[GIVEN RECORDS Boundary: Start]

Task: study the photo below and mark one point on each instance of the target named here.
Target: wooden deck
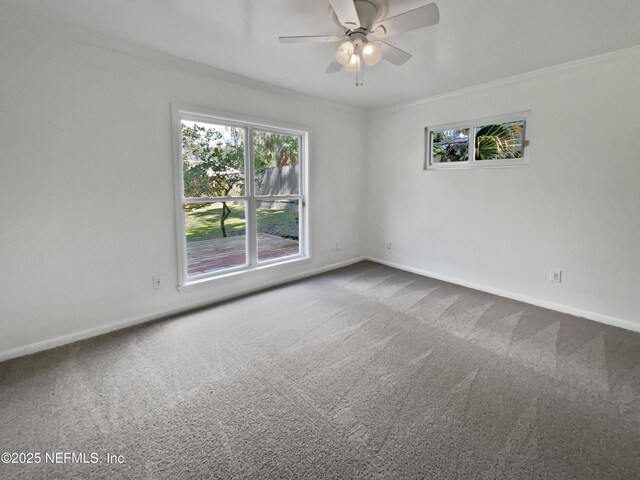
(211, 255)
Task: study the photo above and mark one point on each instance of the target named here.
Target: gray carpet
(364, 372)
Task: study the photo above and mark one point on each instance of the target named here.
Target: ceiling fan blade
(311, 39)
(393, 54)
(346, 13)
(411, 20)
(334, 67)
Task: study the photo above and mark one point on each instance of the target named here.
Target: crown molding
(94, 39)
(523, 77)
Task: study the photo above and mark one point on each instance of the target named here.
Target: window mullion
(249, 186)
(472, 144)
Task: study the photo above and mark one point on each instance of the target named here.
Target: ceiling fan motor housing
(369, 12)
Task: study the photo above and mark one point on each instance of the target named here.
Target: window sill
(475, 166)
(211, 280)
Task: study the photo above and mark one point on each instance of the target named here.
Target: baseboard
(596, 317)
(119, 325)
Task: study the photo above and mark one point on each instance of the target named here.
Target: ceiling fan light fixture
(354, 64)
(371, 54)
(344, 53)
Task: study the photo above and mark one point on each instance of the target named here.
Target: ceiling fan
(361, 19)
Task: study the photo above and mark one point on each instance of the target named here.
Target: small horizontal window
(488, 142)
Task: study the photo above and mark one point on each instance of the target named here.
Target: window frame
(250, 199)
(472, 125)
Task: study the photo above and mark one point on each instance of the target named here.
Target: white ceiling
(476, 41)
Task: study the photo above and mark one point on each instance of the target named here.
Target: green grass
(203, 222)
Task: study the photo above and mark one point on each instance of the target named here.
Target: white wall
(86, 185)
(577, 207)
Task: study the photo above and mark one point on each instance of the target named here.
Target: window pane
(216, 236)
(500, 141)
(278, 228)
(276, 159)
(212, 160)
(450, 146)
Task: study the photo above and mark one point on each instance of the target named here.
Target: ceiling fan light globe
(345, 52)
(354, 64)
(371, 54)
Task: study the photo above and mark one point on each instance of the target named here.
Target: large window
(241, 194)
(488, 142)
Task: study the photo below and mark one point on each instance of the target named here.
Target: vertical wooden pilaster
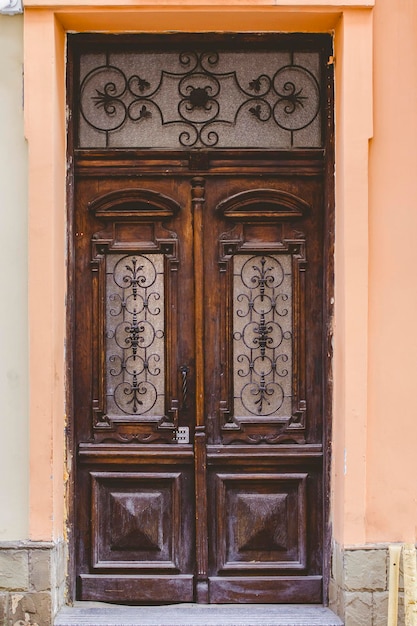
(198, 200)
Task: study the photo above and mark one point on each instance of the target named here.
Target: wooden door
(198, 368)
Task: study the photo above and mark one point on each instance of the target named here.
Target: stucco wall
(14, 423)
(392, 425)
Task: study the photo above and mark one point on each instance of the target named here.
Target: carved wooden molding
(263, 204)
(133, 203)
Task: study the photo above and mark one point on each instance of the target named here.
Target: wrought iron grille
(262, 333)
(135, 364)
(195, 99)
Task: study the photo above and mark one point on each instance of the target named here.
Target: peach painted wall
(14, 440)
(376, 301)
(392, 423)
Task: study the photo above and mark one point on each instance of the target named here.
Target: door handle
(184, 369)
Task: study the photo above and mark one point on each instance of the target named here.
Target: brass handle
(184, 369)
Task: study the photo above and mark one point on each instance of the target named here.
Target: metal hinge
(182, 434)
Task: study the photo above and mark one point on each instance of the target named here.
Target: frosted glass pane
(262, 335)
(135, 364)
(200, 99)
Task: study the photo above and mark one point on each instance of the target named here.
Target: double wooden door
(198, 377)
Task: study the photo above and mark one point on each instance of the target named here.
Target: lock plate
(182, 434)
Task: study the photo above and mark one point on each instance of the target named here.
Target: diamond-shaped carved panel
(261, 521)
(136, 519)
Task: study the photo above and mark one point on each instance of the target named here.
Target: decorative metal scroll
(135, 365)
(262, 333)
(198, 99)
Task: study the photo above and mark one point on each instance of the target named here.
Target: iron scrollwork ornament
(201, 102)
(135, 335)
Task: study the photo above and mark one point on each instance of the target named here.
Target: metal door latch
(182, 434)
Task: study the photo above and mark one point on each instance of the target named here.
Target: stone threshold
(97, 614)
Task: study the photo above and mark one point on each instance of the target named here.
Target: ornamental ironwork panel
(262, 335)
(198, 99)
(135, 363)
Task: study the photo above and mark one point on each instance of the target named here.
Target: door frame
(47, 249)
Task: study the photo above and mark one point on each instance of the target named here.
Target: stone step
(94, 614)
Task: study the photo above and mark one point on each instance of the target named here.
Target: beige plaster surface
(374, 334)
(392, 425)
(14, 422)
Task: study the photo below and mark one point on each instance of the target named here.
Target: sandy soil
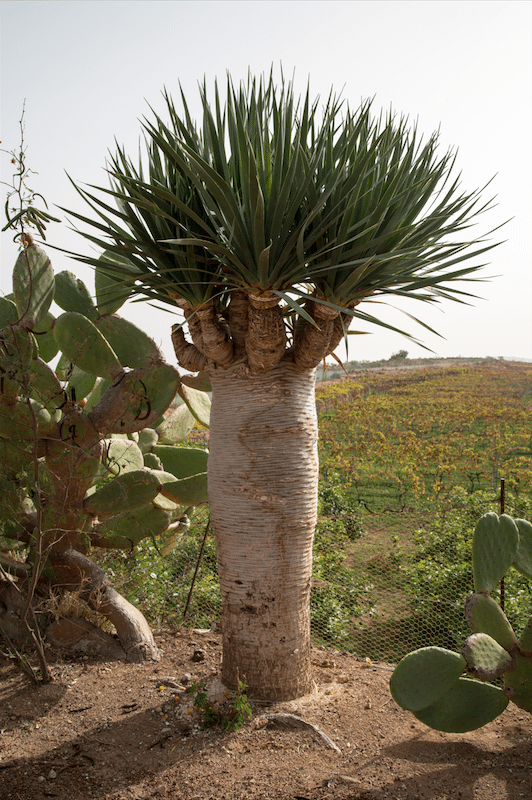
(116, 731)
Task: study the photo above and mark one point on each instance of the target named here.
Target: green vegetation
(430, 681)
(407, 439)
(231, 715)
(385, 582)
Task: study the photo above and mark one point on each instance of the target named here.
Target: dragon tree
(266, 227)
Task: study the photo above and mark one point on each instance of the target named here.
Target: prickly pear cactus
(453, 692)
(89, 444)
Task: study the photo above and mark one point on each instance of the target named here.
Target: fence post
(502, 501)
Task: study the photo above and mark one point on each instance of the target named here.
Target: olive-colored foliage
(78, 443)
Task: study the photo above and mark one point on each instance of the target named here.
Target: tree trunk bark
(263, 477)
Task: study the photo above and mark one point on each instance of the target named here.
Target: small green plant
(231, 718)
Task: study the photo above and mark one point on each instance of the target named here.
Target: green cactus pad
(33, 285)
(484, 615)
(201, 381)
(125, 493)
(187, 491)
(126, 530)
(523, 558)
(45, 387)
(467, 705)
(17, 422)
(81, 341)
(19, 346)
(424, 676)
(486, 659)
(8, 312)
(525, 640)
(495, 543)
(97, 394)
(71, 294)
(136, 400)
(198, 402)
(517, 683)
(177, 426)
(133, 347)
(44, 335)
(182, 462)
(110, 294)
(147, 439)
(121, 455)
(77, 379)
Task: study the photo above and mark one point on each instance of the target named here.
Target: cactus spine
(91, 431)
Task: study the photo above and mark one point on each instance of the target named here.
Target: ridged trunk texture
(263, 477)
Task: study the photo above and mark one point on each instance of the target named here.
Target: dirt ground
(116, 731)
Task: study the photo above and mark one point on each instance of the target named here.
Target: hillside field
(405, 437)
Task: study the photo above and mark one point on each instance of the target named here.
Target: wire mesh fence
(383, 583)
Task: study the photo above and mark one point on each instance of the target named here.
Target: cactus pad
(136, 400)
(125, 493)
(81, 342)
(190, 491)
(467, 705)
(495, 544)
(486, 659)
(425, 675)
(133, 347)
(484, 615)
(110, 295)
(121, 455)
(182, 462)
(523, 558)
(177, 426)
(198, 402)
(517, 683)
(71, 294)
(126, 530)
(33, 285)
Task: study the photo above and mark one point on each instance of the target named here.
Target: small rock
(198, 655)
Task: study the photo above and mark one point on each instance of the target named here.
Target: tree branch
(312, 344)
(266, 335)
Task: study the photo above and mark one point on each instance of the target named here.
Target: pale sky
(88, 71)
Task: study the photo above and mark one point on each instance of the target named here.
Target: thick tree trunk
(263, 475)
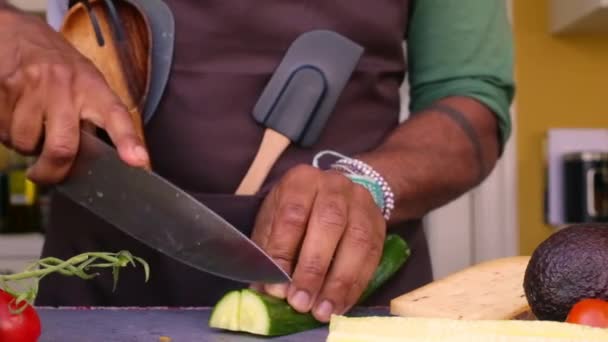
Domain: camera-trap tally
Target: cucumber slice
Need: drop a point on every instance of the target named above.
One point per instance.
(265, 315)
(260, 314)
(226, 312)
(394, 254)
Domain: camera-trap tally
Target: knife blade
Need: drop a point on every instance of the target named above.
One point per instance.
(159, 214)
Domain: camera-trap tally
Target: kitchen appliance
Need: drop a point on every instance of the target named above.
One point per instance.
(586, 186)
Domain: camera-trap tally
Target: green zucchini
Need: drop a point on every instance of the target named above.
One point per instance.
(249, 311)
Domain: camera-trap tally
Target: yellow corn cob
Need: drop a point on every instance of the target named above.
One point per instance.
(410, 329)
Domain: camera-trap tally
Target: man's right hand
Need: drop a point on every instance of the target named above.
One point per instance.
(47, 89)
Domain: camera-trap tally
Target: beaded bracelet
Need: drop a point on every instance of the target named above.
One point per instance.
(363, 174)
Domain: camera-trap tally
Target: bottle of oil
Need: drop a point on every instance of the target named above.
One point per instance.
(23, 211)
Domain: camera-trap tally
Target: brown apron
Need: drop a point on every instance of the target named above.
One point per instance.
(203, 137)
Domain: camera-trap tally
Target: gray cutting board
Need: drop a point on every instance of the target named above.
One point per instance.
(148, 325)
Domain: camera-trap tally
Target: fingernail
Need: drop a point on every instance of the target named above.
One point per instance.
(140, 153)
(300, 301)
(277, 290)
(257, 287)
(324, 311)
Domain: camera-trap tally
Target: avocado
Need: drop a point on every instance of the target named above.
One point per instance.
(572, 264)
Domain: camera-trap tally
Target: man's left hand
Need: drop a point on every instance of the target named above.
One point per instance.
(327, 232)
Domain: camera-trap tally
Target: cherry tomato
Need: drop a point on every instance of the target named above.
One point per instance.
(17, 327)
(592, 312)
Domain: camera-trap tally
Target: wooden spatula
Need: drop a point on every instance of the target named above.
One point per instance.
(299, 98)
(116, 37)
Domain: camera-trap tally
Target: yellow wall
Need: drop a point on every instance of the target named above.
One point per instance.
(562, 82)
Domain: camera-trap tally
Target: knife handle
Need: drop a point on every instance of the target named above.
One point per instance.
(272, 146)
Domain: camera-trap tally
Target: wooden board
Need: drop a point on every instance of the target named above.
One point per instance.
(489, 290)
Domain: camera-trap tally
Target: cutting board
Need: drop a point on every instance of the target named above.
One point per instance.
(149, 325)
(489, 290)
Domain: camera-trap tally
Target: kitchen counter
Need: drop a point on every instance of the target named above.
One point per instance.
(149, 325)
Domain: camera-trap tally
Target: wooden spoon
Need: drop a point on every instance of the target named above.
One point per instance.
(123, 55)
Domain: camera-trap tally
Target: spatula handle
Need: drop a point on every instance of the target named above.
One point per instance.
(272, 146)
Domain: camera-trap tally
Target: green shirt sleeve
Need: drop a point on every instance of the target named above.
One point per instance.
(462, 48)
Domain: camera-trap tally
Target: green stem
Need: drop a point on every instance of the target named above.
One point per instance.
(77, 266)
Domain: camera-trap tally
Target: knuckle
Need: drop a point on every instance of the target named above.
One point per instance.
(313, 267)
(361, 236)
(62, 151)
(343, 282)
(282, 255)
(21, 141)
(336, 180)
(301, 171)
(361, 193)
(333, 215)
(294, 214)
(61, 71)
(34, 71)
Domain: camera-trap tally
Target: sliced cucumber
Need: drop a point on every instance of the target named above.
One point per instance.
(394, 254)
(269, 316)
(226, 312)
(260, 314)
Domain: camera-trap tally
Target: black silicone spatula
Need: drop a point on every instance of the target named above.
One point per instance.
(300, 97)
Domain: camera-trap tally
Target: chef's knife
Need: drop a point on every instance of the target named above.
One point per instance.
(162, 216)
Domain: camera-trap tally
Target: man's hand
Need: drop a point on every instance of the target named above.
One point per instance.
(328, 233)
(47, 88)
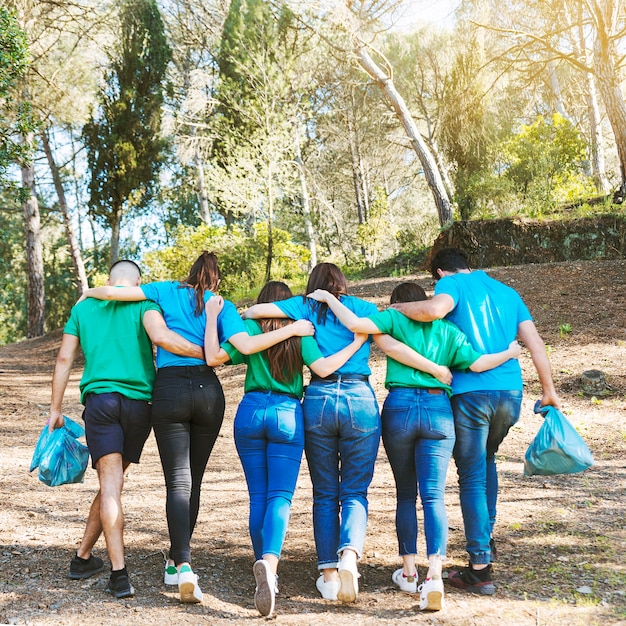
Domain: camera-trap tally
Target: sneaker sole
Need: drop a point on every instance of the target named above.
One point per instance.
(264, 594)
(434, 601)
(126, 593)
(488, 589)
(83, 575)
(347, 586)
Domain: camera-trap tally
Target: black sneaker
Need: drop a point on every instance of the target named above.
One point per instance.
(476, 581)
(84, 568)
(120, 587)
(494, 551)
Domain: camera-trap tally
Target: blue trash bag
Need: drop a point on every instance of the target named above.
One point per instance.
(557, 448)
(60, 457)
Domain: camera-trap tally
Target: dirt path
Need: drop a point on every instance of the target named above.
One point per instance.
(561, 540)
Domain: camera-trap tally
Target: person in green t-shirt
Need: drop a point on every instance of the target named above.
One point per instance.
(269, 428)
(116, 389)
(418, 427)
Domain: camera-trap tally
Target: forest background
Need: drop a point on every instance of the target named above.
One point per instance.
(282, 133)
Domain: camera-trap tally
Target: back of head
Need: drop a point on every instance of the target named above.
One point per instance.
(204, 275)
(284, 358)
(329, 277)
(124, 272)
(408, 292)
(273, 291)
(448, 260)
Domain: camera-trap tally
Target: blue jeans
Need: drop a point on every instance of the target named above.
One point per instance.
(269, 435)
(482, 419)
(342, 435)
(418, 433)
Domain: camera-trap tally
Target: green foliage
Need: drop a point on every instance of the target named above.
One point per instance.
(241, 257)
(124, 146)
(545, 160)
(15, 117)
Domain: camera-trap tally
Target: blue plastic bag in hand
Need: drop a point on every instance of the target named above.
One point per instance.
(557, 448)
(60, 457)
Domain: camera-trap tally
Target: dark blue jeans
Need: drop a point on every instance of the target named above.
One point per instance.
(418, 434)
(187, 413)
(482, 419)
(269, 435)
(342, 435)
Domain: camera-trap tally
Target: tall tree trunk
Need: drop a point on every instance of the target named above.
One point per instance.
(604, 55)
(34, 251)
(431, 171)
(306, 204)
(115, 234)
(203, 196)
(77, 258)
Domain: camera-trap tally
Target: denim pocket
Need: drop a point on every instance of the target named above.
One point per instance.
(363, 412)
(395, 419)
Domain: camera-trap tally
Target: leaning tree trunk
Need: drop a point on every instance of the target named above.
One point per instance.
(77, 258)
(34, 252)
(432, 173)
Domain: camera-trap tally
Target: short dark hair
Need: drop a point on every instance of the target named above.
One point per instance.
(448, 260)
(407, 292)
(125, 261)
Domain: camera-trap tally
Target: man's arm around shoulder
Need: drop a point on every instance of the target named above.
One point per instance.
(60, 377)
(426, 310)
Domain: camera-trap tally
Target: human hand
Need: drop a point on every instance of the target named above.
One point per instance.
(443, 375)
(214, 305)
(321, 295)
(57, 420)
(515, 349)
(303, 328)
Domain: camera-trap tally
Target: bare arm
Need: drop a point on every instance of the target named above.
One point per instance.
(214, 354)
(162, 336)
(124, 294)
(403, 354)
(489, 361)
(344, 314)
(435, 308)
(327, 365)
(263, 310)
(528, 334)
(60, 377)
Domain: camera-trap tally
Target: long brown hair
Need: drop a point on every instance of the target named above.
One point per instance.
(204, 275)
(329, 277)
(285, 358)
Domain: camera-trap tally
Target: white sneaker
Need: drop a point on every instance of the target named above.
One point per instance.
(188, 585)
(348, 583)
(170, 576)
(431, 594)
(266, 585)
(328, 589)
(406, 583)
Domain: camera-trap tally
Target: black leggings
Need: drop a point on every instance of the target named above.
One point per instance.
(187, 413)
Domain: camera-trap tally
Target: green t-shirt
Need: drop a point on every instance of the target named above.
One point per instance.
(440, 341)
(117, 349)
(258, 374)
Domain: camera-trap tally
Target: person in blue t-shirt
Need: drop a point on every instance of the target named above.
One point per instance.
(485, 404)
(342, 433)
(188, 400)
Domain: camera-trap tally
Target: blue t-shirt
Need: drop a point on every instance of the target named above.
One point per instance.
(179, 304)
(332, 335)
(489, 313)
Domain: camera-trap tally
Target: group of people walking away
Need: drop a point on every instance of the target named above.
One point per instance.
(429, 414)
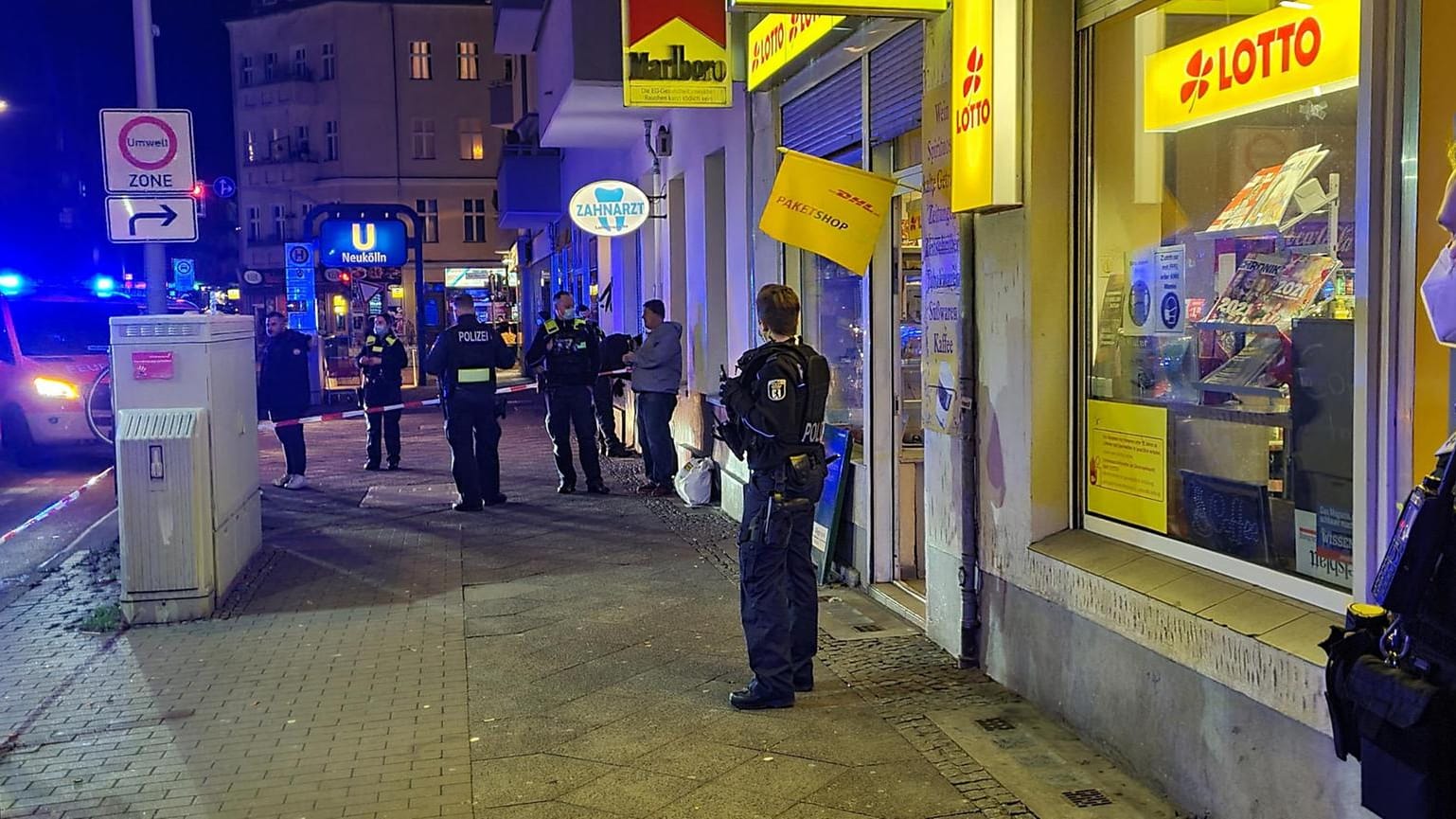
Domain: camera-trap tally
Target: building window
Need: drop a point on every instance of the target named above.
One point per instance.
(1219, 313)
(422, 137)
(472, 138)
(419, 62)
(475, 221)
(468, 60)
(428, 210)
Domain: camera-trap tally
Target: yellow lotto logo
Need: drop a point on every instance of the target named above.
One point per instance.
(363, 235)
(1272, 59)
(779, 38)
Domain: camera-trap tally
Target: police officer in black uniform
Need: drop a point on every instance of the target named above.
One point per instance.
(383, 362)
(465, 357)
(570, 350)
(774, 420)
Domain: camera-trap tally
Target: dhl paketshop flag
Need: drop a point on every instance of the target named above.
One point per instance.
(827, 208)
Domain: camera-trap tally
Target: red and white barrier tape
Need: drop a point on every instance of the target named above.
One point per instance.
(59, 505)
(268, 426)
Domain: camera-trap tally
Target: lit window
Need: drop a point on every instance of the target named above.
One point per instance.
(422, 137)
(468, 60)
(475, 221)
(472, 138)
(419, 67)
(428, 210)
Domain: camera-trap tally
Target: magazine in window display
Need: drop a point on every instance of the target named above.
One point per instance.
(1236, 213)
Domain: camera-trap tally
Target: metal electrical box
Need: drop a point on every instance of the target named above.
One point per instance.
(186, 461)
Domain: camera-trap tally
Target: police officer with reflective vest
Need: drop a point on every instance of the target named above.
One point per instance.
(774, 421)
(570, 353)
(465, 359)
(383, 362)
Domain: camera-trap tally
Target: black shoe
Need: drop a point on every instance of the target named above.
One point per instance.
(750, 700)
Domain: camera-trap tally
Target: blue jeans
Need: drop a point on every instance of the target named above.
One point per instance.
(655, 436)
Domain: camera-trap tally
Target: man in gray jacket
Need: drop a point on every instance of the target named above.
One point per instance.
(657, 370)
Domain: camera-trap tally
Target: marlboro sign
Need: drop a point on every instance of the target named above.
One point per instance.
(674, 54)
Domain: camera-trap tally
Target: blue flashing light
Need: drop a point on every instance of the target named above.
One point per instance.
(10, 281)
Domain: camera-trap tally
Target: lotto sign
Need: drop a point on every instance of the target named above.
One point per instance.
(1272, 59)
(148, 151)
(985, 170)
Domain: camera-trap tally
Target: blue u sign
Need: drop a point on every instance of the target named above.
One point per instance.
(346, 242)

[GIVEN RECORDS Boundary: End]

Only one stretch of the entries above is wanted: the lines from the one containing "Target: building window" through the one containing "Target: police officer in black uniform". Please reproduce it exactly.

* _RESULT OF THIS TASK_:
Target: building window
Need: drop a point on every instance of the target named above.
One point per instance.
(1219, 313)
(422, 137)
(472, 138)
(419, 62)
(475, 221)
(468, 60)
(428, 210)
Domain: camera-trap tally
Target: yellow lotto logo
Need: drop a point on every instance of the target named above.
One point per instance.
(363, 235)
(1272, 59)
(779, 38)
Domain: camera-trap tally
Target: police officer in black uniform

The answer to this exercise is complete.